Dynamic Task Mapping skips tasks before upstream has started #28973

inytar · 2023-01-16T14:18:41Z

Apache Airflow version

2.5.0

What happened

In some cases we are seeing dynamic mapped task being skipped before upstream tasks have started & the dynamic count for the task can be calculated. We see this both locally in a with the LocalExecutor & on our cluster with the KubernetesExecutor.

To trigger the issue we need multiple dynamic tasks merging into a upstream task, see the images below for example. If there is no merging the tasks run as expected. The tasks also need to not know the number of dynamic tasks that will be created on DAG start, for example by chaining in an other dynamic task output.

If the DAG, task, or upstream tasks are cleared the skipped task runs as expected.

The issue exists both on airflow 2.4.x & 2.5.0.

Happy to help debug this further & answer any questions!

What you think should happen instead

The tasks should run after upstream tasks are done.

How to reproduce

The following code is able to reproduce the issue on our side:

from datetime import datetime

from airflow import DAG
from airflow.decorators import task
from airflow.utils.task_group import TaskGroup
from airflow.operators.empty import EmptyOperator

# Only one chained tasks results in only 1 of the `skipped_tasks` skipping.

PROVIDED DATA »
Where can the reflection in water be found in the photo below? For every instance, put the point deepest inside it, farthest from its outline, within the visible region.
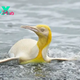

WORK TO COMPLETE »
[A] Write out the stretch of the Airflow bug report from "In some cases" through "2.4.x & 2.5.0.".
[B] Continue the Airflow bug report on dynamic task mapping from the point where it stops.

SOLVED TASKS »
[A]
In some cases we are seeing dynamic mapped task being skipped before upstream tasks have started & the dynamic count for the task can be calculated. We see this both locally in a with the LocalExecutor & on our cluster with the KubernetesExecutor.

To trigger the issue we need multiple dynamic tasks merging into a upstream task, see the images below for example. If there is no merging the tasks run as expected. The tasks also need to not know the number of dynamic tasks that will be created on DAG start, for example by chaining in an other dynamic task output.

If the DAG, task, or upstream tasks are cleared the skipped task runs as expected.

The issue exists both on airflow 2.4.x & 2.5.0.

[B]
# Add in extra tasks results in both `skipped_tasks` skipping, but
# no earlier tasks are ever skipped.
CHAIN_TASKS = 1


@task()
def add(x, y):
    return x, y


with DAG(
    dag_id="test_skip",
    schedule=None,
    start_date=datetime(2023, 1, 13),
) as dag:

    init = EmptyOperator(task_id="init_task")
    final = EmptyOperator(task_id="final")

    for i in range(2):
        with TaskGroup(f"task_group_{i}") as tg:
            chain_task = [i]
            for j in range(CHAIN_TASKS):
                chain_task = add.partial(x=j).expand(y=chain_task)
            skipped_task = (
                add.override(task_id="skipped").partial(x=i).expand(y=chain_task)
            )

        # Task isn't skipped if final (merging task) is removed.
        init >> tg >> final

Operating System

MacOS

Versions of Apache Airflow Providers

This can be reproduced without any extra providers installed.

Deployment

Official Apache Airflow Helm Chart

Deployment details

No response

Anything else

No response

Are you willing to submit PR?

Yes I am willing to submit a PR!

Code of Conduct

I agree to follow this project's Code of Conduct

The text was updated successfully, but these errors were encountered:

boring-cyborg · 2023-01-16T14:18:44Z

Thanks for opening your first issue here! Be sure to follow the issue template!

uranusjr · 2023-01-18T08:10:52Z

Can you try if #28592 fixed this?

ephraimbuddy · 2023-01-18T10:37:54Z

Working for me in the current main but the graph is not displaying(cc @bbovenzi ).

bbovenzi · 2023-01-18T15:42:31Z

Working for me in the current main but the graph is not displaying(cc @bbovenzi ).

Did it not load at all? Or just incorrectly? I fixed one graph issue yesterday: #28993

inytar · 2023-01-18T15:56:15Z

I tried this both in main and #28592 but still see the same issue. Also as @ephraimbuddy I don't see the graph either, but I guess that's an other issue.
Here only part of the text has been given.